This question is not one of first impression for our court. Under Pinto v. Holder, “the BIA‘s decision denying asylum, withholding of removal, and CAT protection but remanding to the IJ for voluntary departure proceedings is a final order of removal ... and, effectively, the only order that we can review.” 648 F.3d 976, 980 (9th Cir. 2011).4 Because the BIA‘s June 2011 decision remanding solely for voluntary departure proceedings is a “final order of removal,” the IJ‘s order became unreviewable on July 23, 2011 upon expiration of the 30 day period to petition for review to this court. In light of Pinto and consistent with the Sixth and Tenth Circuits, we must conclude that we lack jurisdiction over Singh‘s current petition. See Hih v. Lynch, 812 F.3d 551, 554 (6th Cir. 2016); Batubara v. Holder, 733 F.3d 1040, 1042-43 (10th Cir. 2013).

Under the circumstances, Singh remains subject to immediate removal to India.

DISMISSED.

Notes

1
An IJ who grants voluntary departure is required to advise an alien that he must, within 30 days of filing an appeal with the BIA, submit sufficient proof that he has posted a voluntary departure bond with the Department of Homeland Security. See 8 C.F.R. § 1240.26(c)(3), (3)(ii).
2
We have explained that, in this context, “the terms ‘deportable’ and ‘deportation’ can be used interchangeably with the terms ‘removable’ and ‘removal,’ respectively.” Lolong v. Gonzales, 484 F.3d 1173, 1177 n.2 (9th Cir. 2007) (en banc); see Illegal Immigration Reform and Immigrant Responsibility Act of 1996 (IIRIRA), Pub. L. No. 104-208, § 309(d)(2), 110 Stat. 3009 (“[A]ny reference in law to an order of removal shall be deemed to include a reference to an order of exclusion and deportation or an order of deportation.“).
3
The statute uses the term “special inquiry officer.” 8 U.S.C. § 1101(a)(47)(A). Regulations “in effect at the time Congress passed 8 U.S.C. § 1101(a)(47) defined ‘immigration judge’ to mean a ‘special inquiry officer and may be used interchangeably with the term special inquiry officer wherever it appears in this chapter.‘” Molina-Camacho v. Ashcroft, 393 F.3d 937, 940 (9th Cir. 2004) (citing 8 C.F.R. § 1.1(l) (1996)), overruled on other grounds by Lolong, 484 F.3d at 1175.
......
**Job:**
According to the court opinion excerpt, on what date did the IJ's order become unreviewable?

**Bounding box annotation entries:**
......
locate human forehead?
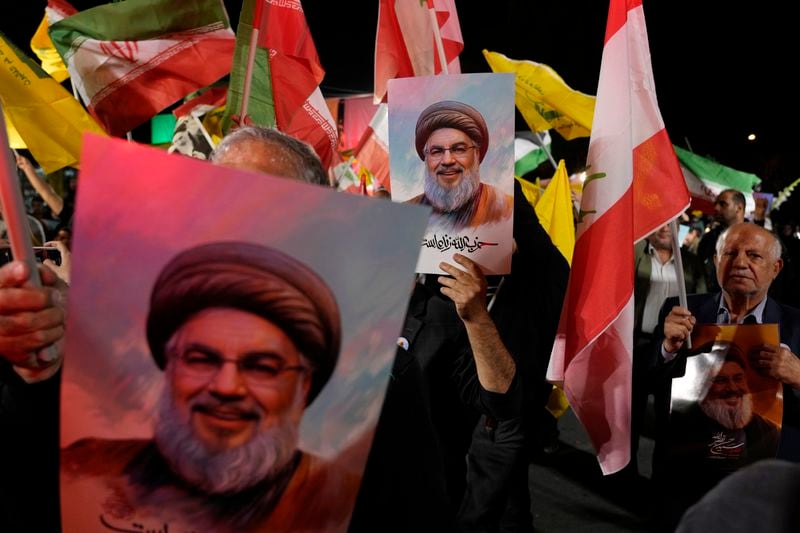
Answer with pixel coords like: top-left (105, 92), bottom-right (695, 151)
top-left (722, 228), bottom-right (772, 252)
top-left (170, 307), bottom-right (299, 362)
top-left (216, 139), bottom-right (297, 178)
top-left (428, 128), bottom-right (472, 148)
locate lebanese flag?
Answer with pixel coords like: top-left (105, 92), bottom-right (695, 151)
top-left (354, 104), bottom-right (391, 192)
top-left (375, 0), bottom-right (464, 103)
top-left (49, 0), bottom-right (235, 136)
top-left (547, 0), bottom-right (689, 474)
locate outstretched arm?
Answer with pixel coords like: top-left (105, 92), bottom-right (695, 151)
top-left (17, 154), bottom-right (64, 216)
top-left (0, 261), bottom-right (66, 383)
top-left (439, 254), bottom-right (516, 393)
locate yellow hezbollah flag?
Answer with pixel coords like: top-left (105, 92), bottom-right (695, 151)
top-left (534, 159), bottom-right (575, 418)
top-left (31, 12), bottom-right (69, 83)
top-left (534, 159), bottom-right (575, 265)
top-left (3, 113), bottom-right (27, 150)
top-left (0, 33), bottom-right (105, 174)
top-left (483, 50), bottom-right (595, 141)
top-left (514, 176), bottom-right (542, 207)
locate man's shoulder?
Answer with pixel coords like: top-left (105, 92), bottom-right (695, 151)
top-left (470, 182), bottom-right (514, 226)
top-left (61, 437), bottom-right (152, 475)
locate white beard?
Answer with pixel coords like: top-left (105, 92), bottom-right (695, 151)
top-left (700, 394), bottom-right (753, 429)
top-left (425, 160), bottom-right (481, 213)
top-left (154, 379), bottom-right (303, 494)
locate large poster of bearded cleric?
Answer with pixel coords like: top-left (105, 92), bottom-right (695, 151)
top-left (61, 136), bottom-right (428, 532)
top-left (388, 74), bottom-right (514, 274)
top-left (665, 324), bottom-right (783, 478)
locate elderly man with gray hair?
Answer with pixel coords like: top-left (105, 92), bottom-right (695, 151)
top-left (61, 242), bottom-right (359, 531)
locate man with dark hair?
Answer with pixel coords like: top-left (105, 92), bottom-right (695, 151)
top-left (407, 100), bottom-right (514, 230)
top-left (61, 242), bottom-right (358, 531)
top-left (697, 189), bottom-right (745, 292)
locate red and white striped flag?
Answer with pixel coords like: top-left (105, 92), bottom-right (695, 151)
top-left (375, 0), bottom-right (464, 102)
top-left (547, 0), bottom-right (689, 474)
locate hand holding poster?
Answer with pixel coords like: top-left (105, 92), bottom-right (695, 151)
top-left (61, 132), bottom-right (426, 532)
top-left (654, 324), bottom-right (783, 517)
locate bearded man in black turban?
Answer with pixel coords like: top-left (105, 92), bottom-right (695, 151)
top-left (406, 100), bottom-right (514, 231)
top-left (62, 242), bottom-right (359, 532)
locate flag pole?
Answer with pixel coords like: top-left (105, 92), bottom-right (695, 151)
top-left (239, 0), bottom-right (262, 122)
top-left (0, 103), bottom-right (58, 363)
top-left (428, 0), bottom-right (449, 74)
top-left (669, 218), bottom-right (692, 348)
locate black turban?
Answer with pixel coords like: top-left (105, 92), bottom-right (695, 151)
top-left (414, 100), bottom-right (489, 162)
top-left (147, 242), bottom-right (341, 403)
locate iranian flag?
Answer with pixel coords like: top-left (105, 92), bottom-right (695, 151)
top-left (548, 0), bottom-right (689, 474)
top-left (50, 0), bottom-right (234, 136)
top-left (375, 0), bottom-right (464, 102)
top-left (674, 146), bottom-right (761, 215)
top-left (223, 0), bottom-right (338, 168)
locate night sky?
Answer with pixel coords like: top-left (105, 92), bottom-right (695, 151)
top-left (0, 0), bottom-right (800, 211)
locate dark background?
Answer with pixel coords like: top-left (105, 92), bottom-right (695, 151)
top-left (0, 0), bottom-right (800, 214)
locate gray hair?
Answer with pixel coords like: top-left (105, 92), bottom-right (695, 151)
top-left (209, 126), bottom-right (330, 186)
top-left (716, 222), bottom-right (783, 261)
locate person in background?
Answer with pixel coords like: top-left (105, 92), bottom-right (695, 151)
top-left (653, 222), bottom-right (800, 531)
top-left (626, 224), bottom-right (706, 476)
top-left (697, 189), bottom-right (745, 292)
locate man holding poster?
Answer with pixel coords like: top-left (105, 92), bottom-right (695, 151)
top-left (653, 222), bottom-right (800, 528)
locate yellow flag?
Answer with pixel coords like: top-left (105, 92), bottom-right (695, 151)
top-left (483, 50), bottom-right (595, 141)
top-left (0, 33), bottom-right (105, 174)
top-left (515, 176), bottom-right (542, 206)
top-left (31, 12), bottom-right (69, 83)
top-left (534, 159), bottom-right (575, 265)
top-left (522, 159), bottom-right (575, 418)
top-left (3, 113), bottom-right (28, 150)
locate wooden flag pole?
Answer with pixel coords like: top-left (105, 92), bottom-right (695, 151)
top-left (669, 218), bottom-right (692, 349)
top-left (0, 104), bottom-right (58, 363)
top-left (239, 0), bottom-right (263, 122)
top-left (428, 0), bottom-right (449, 74)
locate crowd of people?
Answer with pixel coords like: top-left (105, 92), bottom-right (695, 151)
top-left (0, 122), bottom-right (800, 532)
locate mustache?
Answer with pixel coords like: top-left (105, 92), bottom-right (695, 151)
top-left (191, 399), bottom-right (261, 420)
top-left (717, 391), bottom-right (745, 400)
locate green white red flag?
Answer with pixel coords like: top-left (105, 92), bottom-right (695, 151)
top-left (224, 0), bottom-right (337, 167)
top-left (674, 146), bottom-right (761, 215)
top-left (547, 0), bottom-right (689, 474)
top-left (375, 0), bottom-right (464, 102)
top-left (50, 0), bottom-right (234, 136)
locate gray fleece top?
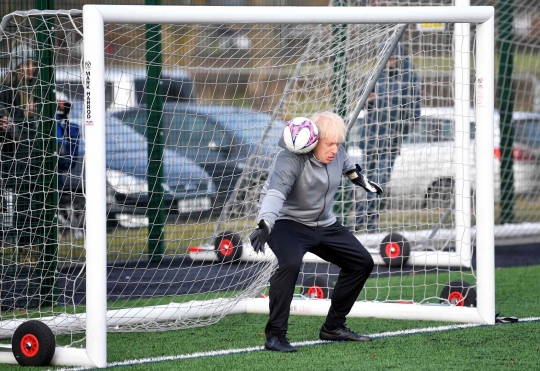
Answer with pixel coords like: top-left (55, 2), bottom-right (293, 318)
top-left (257, 142), bottom-right (355, 228)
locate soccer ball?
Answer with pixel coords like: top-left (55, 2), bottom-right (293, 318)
top-left (283, 117), bottom-right (319, 153)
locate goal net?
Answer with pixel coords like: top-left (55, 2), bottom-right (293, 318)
top-left (0, 6), bottom-right (494, 365)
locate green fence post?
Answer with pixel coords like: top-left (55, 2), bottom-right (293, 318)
top-left (332, 0), bottom-right (352, 223)
top-left (31, 0), bottom-right (58, 306)
top-left (145, 0), bottom-right (165, 261)
top-left (497, 0), bottom-right (515, 223)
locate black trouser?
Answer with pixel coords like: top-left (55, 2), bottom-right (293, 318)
top-left (265, 220), bottom-right (374, 337)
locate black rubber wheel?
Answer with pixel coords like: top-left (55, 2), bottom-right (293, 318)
top-left (11, 320), bottom-right (56, 366)
top-left (424, 178), bottom-right (455, 209)
top-left (440, 281), bottom-right (476, 307)
top-left (300, 276), bottom-right (334, 299)
top-left (379, 233), bottom-right (411, 267)
top-left (214, 231), bottom-right (242, 263)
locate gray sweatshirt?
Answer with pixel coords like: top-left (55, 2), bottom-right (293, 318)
top-left (257, 142), bottom-right (355, 227)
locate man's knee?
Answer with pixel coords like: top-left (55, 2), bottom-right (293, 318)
top-left (278, 257), bottom-right (302, 273)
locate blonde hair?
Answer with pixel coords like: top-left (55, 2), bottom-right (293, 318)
top-left (311, 111), bottom-right (347, 143)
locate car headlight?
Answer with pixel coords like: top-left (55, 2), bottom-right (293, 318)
top-left (107, 170), bottom-right (148, 195)
top-left (207, 179), bottom-right (216, 193)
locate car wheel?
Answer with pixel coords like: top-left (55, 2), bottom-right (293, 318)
top-left (11, 320), bottom-right (56, 366)
top-left (440, 281), bottom-right (476, 307)
top-left (425, 178), bottom-right (454, 209)
top-left (214, 231), bottom-right (243, 263)
top-left (300, 276), bottom-right (334, 299)
top-left (379, 233), bottom-right (411, 267)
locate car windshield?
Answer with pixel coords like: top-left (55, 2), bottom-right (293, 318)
top-left (215, 113), bottom-right (283, 143)
top-left (113, 106), bottom-right (283, 148)
top-left (514, 119), bottom-right (540, 147)
top-left (403, 117), bottom-right (476, 144)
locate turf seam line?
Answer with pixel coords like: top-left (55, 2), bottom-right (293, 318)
top-left (47, 317), bottom-right (540, 371)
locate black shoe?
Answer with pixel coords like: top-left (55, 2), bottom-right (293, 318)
top-left (319, 326), bottom-right (371, 341)
top-left (264, 336), bottom-right (297, 353)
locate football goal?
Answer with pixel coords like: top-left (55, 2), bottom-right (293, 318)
top-left (0, 5), bottom-right (496, 367)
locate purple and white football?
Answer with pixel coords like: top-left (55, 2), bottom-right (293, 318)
top-left (283, 117), bottom-right (319, 153)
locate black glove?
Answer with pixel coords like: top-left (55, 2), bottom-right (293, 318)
top-left (345, 164), bottom-right (383, 195)
top-left (249, 219), bottom-right (271, 253)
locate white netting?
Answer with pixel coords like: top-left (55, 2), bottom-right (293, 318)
top-left (0, 6), bottom-right (494, 348)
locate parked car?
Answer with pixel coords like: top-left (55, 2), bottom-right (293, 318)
top-left (111, 103), bottom-right (283, 211)
top-left (59, 102), bottom-right (216, 230)
top-left (348, 107), bottom-right (540, 207)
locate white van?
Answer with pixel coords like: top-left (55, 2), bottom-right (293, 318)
top-left (55, 68), bottom-right (196, 110)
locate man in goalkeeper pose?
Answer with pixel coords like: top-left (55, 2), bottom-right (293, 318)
top-left (250, 112), bottom-right (382, 352)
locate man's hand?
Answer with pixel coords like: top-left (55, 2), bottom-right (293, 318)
top-left (0, 116), bottom-right (11, 131)
top-left (249, 219), bottom-right (271, 253)
top-left (345, 164), bottom-right (383, 195)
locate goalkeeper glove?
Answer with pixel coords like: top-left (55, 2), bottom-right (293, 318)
top-left (249, 219), bottom-right (271, 253)
top-left (345, 164), bottom-right (383, 195)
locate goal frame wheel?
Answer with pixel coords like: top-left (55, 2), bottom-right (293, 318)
top-left (440, 280), bottom-right (476, 307)
top-left (11, 320), bottom-right (56, 366)
top-left (379, 233), bottom-right (411, 267)
top-left (214, 231), bottom-right (244, 263)
top-left (300, 275), bottom-right (334, 299)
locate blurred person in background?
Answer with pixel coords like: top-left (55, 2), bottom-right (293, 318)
top-left (356, 43), bottom-right (422, 233)
top-left (0, 44), bottom-right (37, 141)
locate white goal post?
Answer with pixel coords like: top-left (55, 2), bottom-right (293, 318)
top-left (0, 5), bottom-right (495, 367)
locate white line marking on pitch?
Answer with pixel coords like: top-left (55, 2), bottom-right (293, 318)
top-left (47, 317), bottom-right (540, 371)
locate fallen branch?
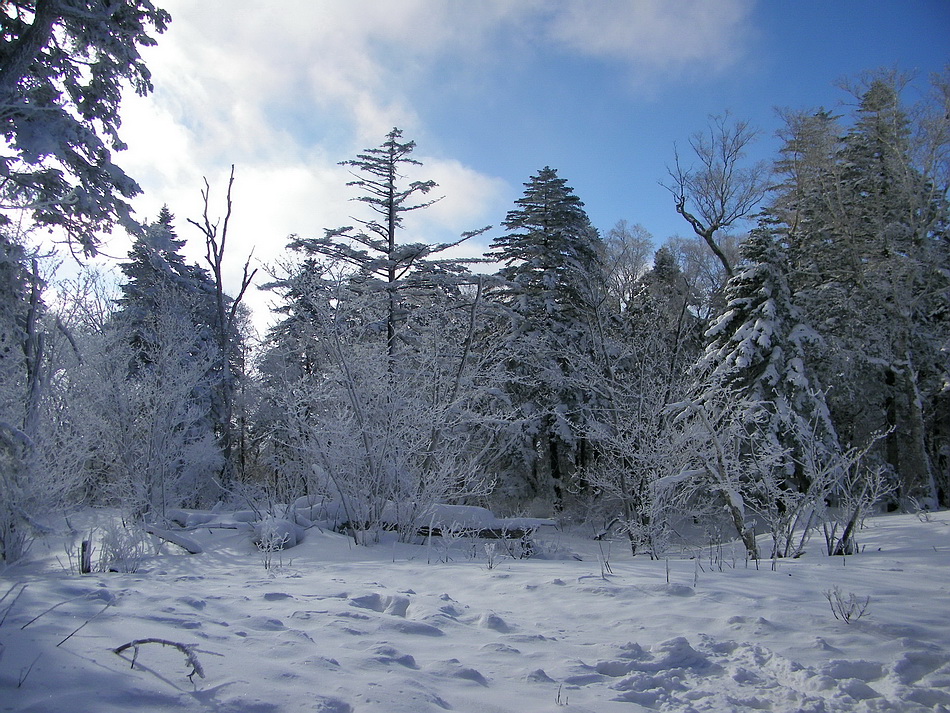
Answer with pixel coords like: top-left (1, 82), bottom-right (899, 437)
top-left (145, 525), bottom-right (204, 555)
top-left (0, 584), bottom-right (28, 626)
top-left (112, 638), bottom-right (205, 683)
top-left (56, 603), bottom-right (112, 647)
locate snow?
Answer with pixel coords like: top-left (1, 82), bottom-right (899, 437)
top-left (0, 512), bottom-right (950, 713)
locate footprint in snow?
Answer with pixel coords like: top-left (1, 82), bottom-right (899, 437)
top-left (264, 592), bottom-right (294, 602)
top-left (478, 612), bottom-right (511, 634)
top-left (432, 659), bottom-right (488, 688)
top-left (241, 616), bottom-right (287, 631)
top-left (350, 593), bottom-right (409, 617)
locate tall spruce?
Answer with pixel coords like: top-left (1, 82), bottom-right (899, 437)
top-left (489, 167), bottom-right (606, 509)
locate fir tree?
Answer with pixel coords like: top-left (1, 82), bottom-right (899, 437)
top-left (489, 167), bottom-right (606, 508)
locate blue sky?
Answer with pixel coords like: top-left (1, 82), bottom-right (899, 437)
top-left (108, 0), bottom-right (950, 322)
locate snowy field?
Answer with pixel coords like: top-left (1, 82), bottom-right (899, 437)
top-left (0, 513), bottom-right (950, 713)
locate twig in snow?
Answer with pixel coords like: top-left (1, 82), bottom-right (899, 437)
top-left (20, 594), bottom-right (88, 631)
top-left (0, 584), bottom-right (27, 626)
top-left (56, 604), bottom-right (112, 647)
top-left (112, 638), bottom-right (205, 683)
top-left (16, 654), bottom-right (42, 688)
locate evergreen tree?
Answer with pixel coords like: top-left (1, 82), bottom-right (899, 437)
top-left (288, 128), bottom-right (485, 371)
top-left (775, 75), bottom-right (950, 502)
top-left (0, 0), bottom-right (171, 253)
top-left (489, 167), bottom-right (606, 508)
top-left (262, 129), bottom-right (494, 542)
top-left (109, 206), bottom-right (226, 511)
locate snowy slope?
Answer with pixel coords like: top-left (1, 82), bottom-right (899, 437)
top-left (0, 513), bottom-right (950, 713)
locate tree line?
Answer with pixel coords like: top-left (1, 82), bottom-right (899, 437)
top-left (0, 2), bottom-right (950, 561)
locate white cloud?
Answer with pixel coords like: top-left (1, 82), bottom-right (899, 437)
top-left (550, 0), bottom-right (752, 76)
top-left (108, 0), bottom-right (749, 330)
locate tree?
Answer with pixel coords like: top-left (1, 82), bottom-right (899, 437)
top-left (775, 74), bottom-right (950, 503)
top-left (288, 128), bottom-right (487, 372)
top-left (603, 220), bottom-right (653, 311)
top-left (664, 113), bottom-right (768, 277)
top-left (0, 0), bottom-right (171, 253)
top-left (489, 167), bottom-right (606, 508)
top-left (188, 165), bottom-right (257, 484)
top-left (699, 219), bottom-right (845, 557)
top-left (262, 129), bottom-right (498, 542)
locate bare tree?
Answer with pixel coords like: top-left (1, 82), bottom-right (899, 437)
top-left (604, 220), bottom-right (654, 309)
top-left (663, 112), bottom-right (768, 277)
top-left (188, 165), bottom-right (257, 482)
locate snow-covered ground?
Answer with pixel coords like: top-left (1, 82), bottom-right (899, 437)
top-left (0, 513), bottom-right (950, 713)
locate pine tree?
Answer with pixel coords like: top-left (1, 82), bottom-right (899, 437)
top-left (288, 128), bottom-right (485, 371)
top-left (0, 0), bottom-right (171, 253)
top-left (489, 167), bottom-right (606, 508)
top-left (775, 75), bottom-right (950, 502)
top-left (700, 220), bottom-right (838, 493)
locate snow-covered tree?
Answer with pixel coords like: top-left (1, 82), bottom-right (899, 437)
top-left (489, 167), bottom-right (606, 508)
top-left (698, 219), bottom-right (845, 556)
top-left (67, 292), bottom-right (222, 519)
top-left (774, 74), bottom-right (950, 504)
top-left (666, 113), bottom-right (768, 277)
top-left (261, 129), bottom-right (494, 539)
top-left (0, 0), bottom-right (171, 253)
......
**Answer for the task:**
July 23, 2011